◆ Your objective: Retype the lines below word for word, starting at the line that contains "Target = corn cob held in hands" and ending at the line that contains "x=736 y=676", both included.

◆ Data shown:

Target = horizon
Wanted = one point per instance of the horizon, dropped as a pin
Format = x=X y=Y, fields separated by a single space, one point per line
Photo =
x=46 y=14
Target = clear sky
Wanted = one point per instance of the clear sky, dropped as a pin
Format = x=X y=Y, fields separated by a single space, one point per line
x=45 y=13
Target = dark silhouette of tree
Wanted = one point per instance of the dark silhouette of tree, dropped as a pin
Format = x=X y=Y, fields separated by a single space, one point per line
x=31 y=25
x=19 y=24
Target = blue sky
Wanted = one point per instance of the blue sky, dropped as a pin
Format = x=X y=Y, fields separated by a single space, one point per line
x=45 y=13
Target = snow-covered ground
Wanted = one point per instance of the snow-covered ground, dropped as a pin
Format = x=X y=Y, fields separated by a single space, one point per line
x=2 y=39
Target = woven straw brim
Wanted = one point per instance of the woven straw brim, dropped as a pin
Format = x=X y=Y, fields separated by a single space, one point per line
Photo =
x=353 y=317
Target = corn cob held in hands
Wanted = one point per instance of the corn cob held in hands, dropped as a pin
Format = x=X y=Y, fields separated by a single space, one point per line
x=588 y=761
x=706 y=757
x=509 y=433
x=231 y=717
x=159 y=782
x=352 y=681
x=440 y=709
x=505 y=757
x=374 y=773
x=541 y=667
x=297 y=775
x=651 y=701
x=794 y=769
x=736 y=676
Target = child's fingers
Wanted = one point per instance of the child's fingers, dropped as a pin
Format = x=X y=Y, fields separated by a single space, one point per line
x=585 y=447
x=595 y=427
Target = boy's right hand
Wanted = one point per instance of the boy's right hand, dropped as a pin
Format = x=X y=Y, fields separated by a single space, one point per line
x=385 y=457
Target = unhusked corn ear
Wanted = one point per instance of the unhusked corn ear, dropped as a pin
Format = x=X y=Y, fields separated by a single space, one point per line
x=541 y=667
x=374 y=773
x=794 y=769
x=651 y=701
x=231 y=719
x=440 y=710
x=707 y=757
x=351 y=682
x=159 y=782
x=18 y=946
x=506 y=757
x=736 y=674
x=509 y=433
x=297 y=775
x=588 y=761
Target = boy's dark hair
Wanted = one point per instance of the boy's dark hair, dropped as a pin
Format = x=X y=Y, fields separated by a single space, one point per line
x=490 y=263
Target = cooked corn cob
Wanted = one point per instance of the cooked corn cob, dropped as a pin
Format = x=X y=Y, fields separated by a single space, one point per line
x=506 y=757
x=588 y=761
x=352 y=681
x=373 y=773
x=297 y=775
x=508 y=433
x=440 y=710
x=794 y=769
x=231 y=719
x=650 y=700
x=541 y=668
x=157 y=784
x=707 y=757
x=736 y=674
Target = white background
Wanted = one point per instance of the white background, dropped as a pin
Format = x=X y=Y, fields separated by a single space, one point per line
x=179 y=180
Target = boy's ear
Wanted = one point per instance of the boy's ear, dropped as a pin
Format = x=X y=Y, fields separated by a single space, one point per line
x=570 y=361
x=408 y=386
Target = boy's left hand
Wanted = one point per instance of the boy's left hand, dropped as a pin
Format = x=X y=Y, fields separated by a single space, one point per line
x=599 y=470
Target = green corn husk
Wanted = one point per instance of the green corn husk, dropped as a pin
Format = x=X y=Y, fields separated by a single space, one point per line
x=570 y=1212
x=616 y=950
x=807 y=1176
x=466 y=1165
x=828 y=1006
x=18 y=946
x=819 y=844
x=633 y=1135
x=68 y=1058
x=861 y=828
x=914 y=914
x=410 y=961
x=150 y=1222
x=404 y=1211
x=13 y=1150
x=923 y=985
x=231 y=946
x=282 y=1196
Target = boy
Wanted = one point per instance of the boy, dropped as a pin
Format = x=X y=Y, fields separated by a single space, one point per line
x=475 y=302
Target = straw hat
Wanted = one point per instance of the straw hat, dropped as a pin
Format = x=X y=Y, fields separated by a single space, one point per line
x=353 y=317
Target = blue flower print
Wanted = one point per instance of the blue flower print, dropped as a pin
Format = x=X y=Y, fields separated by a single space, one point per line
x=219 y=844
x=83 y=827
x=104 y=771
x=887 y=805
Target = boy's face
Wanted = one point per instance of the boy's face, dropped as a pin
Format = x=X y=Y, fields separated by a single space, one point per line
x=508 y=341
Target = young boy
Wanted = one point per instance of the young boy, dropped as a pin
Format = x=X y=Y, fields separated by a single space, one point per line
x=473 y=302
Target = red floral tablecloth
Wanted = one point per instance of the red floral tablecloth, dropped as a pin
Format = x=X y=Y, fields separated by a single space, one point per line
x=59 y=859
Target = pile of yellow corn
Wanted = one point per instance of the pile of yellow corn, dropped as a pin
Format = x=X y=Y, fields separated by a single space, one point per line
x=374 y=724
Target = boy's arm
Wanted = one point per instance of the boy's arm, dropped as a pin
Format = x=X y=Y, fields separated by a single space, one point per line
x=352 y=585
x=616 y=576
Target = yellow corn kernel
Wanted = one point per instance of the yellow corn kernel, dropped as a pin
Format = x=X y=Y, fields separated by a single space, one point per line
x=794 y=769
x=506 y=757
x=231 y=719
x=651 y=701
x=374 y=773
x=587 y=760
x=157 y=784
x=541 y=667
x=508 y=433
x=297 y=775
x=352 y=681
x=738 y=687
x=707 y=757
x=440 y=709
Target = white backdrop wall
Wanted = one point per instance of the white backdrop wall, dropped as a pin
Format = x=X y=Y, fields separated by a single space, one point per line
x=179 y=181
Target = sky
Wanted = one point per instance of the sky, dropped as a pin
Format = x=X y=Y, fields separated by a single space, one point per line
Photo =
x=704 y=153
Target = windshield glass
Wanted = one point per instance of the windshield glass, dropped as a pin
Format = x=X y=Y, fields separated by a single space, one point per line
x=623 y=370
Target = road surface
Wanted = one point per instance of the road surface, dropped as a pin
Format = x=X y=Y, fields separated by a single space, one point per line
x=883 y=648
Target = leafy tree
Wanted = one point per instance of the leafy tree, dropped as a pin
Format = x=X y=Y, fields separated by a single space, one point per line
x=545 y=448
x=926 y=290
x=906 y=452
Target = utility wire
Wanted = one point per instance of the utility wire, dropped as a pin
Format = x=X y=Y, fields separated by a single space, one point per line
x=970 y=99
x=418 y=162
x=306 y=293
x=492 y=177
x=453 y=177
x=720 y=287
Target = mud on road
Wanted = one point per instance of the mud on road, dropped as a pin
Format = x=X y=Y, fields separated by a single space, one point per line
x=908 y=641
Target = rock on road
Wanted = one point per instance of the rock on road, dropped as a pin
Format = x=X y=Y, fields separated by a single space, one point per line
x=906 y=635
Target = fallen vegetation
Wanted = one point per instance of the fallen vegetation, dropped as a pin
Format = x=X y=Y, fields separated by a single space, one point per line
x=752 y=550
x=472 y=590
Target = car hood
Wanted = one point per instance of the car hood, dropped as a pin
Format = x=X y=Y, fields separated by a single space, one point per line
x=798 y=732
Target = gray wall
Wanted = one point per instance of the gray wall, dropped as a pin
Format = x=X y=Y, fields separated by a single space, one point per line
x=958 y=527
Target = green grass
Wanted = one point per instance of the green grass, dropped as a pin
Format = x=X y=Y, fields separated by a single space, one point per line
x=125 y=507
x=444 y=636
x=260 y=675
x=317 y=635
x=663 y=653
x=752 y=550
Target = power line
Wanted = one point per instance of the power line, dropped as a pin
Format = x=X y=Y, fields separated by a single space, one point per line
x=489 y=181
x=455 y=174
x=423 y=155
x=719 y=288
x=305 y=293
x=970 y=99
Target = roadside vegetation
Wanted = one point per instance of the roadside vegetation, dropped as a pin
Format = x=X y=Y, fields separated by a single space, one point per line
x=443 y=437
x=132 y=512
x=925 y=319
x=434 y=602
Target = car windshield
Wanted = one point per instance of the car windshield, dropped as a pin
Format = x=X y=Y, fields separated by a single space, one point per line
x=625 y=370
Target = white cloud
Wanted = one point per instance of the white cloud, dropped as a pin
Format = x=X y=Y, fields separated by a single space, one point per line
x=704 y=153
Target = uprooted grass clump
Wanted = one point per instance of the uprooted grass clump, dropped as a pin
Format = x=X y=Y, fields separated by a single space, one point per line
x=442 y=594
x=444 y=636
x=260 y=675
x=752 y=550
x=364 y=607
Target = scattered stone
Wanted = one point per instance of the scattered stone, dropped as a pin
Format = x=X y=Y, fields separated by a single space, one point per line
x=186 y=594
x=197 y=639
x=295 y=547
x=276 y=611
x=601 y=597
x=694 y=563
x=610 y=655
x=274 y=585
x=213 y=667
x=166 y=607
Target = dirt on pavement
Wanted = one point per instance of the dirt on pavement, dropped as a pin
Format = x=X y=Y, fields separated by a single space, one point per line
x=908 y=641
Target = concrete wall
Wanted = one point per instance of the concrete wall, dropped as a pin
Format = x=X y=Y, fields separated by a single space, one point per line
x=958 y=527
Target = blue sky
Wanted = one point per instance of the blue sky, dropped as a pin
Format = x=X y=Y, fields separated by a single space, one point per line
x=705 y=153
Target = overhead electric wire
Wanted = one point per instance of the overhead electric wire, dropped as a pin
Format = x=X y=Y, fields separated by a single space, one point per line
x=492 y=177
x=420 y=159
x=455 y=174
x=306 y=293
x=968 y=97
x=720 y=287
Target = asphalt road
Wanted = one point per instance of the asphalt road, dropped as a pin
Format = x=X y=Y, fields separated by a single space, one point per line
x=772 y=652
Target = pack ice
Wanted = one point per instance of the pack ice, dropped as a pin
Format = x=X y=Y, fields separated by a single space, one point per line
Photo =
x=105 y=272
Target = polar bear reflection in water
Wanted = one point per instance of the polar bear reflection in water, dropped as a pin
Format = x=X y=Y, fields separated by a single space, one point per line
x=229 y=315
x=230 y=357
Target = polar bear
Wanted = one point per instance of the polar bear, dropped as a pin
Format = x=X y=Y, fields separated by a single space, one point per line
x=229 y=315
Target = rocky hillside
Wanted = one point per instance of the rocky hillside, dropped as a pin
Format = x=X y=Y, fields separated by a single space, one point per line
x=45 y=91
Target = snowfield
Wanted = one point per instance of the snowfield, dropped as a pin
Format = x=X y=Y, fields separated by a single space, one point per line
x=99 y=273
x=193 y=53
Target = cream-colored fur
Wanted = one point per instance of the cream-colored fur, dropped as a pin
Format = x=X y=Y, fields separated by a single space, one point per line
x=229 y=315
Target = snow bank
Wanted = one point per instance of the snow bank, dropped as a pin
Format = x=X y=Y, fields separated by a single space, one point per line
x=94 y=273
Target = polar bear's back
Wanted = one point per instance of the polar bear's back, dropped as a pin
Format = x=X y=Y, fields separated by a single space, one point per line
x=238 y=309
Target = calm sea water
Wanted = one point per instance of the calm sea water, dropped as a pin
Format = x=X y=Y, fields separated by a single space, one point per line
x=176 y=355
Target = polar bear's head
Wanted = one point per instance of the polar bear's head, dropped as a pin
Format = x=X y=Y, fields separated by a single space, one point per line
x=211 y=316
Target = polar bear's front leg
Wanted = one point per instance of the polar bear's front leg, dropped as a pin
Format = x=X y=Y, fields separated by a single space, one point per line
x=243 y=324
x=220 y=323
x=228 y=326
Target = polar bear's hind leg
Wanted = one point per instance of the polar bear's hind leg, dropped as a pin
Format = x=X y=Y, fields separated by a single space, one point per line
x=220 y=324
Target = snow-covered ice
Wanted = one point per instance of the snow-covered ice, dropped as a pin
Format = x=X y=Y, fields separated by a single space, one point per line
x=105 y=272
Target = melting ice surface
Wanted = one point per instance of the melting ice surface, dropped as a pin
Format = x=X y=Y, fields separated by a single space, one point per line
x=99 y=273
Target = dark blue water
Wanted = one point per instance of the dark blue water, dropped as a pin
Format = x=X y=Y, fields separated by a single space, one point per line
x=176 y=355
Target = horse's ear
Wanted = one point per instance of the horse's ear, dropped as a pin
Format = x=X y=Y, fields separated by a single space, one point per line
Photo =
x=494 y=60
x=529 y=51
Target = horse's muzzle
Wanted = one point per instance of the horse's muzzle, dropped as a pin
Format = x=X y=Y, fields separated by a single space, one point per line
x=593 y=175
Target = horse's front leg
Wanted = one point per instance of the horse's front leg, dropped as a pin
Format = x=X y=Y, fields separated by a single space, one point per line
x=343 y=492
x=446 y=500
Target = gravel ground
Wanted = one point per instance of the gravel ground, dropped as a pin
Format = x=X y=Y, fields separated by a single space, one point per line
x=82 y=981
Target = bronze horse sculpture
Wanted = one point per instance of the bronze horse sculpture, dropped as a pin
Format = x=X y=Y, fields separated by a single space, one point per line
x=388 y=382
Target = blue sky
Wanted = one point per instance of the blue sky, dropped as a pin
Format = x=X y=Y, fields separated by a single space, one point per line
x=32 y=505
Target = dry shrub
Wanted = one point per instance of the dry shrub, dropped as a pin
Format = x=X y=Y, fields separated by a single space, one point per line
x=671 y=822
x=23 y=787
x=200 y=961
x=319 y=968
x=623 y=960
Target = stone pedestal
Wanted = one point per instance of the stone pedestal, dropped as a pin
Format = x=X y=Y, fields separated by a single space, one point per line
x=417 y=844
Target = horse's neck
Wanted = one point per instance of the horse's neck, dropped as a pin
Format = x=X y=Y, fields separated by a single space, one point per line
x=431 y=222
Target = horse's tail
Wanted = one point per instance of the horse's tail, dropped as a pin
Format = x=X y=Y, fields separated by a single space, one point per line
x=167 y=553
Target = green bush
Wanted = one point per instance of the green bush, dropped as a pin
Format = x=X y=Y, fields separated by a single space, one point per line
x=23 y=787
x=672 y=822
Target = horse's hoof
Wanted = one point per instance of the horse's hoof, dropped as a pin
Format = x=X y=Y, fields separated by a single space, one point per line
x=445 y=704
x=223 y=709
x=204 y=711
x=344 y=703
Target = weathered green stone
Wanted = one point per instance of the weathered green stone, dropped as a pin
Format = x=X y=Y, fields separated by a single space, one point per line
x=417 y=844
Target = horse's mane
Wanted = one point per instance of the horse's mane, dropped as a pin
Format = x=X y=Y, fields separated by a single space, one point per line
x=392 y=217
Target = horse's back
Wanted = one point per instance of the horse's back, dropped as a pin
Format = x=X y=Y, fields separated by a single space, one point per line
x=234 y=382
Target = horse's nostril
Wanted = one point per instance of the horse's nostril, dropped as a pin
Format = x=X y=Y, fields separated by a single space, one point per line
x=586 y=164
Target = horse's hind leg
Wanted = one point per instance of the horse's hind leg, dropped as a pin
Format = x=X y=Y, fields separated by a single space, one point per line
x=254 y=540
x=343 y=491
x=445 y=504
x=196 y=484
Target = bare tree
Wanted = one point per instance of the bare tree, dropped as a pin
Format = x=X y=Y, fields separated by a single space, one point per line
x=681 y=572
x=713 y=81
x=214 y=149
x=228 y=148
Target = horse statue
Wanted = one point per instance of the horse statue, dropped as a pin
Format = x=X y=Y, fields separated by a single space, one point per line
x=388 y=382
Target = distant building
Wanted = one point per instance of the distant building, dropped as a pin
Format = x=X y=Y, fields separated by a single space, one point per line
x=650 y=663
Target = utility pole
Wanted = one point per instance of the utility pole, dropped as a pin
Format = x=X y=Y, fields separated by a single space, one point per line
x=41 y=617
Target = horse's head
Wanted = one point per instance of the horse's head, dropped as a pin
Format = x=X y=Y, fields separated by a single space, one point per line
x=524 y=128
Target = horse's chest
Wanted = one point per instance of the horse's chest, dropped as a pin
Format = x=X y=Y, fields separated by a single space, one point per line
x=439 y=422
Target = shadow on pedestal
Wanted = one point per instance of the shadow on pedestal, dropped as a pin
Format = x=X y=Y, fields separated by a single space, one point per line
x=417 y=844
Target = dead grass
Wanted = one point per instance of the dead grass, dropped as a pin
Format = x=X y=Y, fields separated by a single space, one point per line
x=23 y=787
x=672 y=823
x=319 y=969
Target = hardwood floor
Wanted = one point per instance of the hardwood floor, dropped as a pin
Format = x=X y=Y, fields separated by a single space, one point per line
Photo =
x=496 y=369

◆ Answer:
Target = corn cob held in hands
Wanted = one point per instance of the corn cob held in hands, dropped as a pin
Format = x=X y=Y, fields separated by a single space, one point per line
x=588 y=761
x=706 y=757
x=509 y=433
x=231 y=717
x=159 y=782
x=352 y=681
x=440 y=709
x=505 y=757
x=374 y=773
x=541 y=667
x=297 y=775
x=651 y=701
x=794 y=769
x=736 y=676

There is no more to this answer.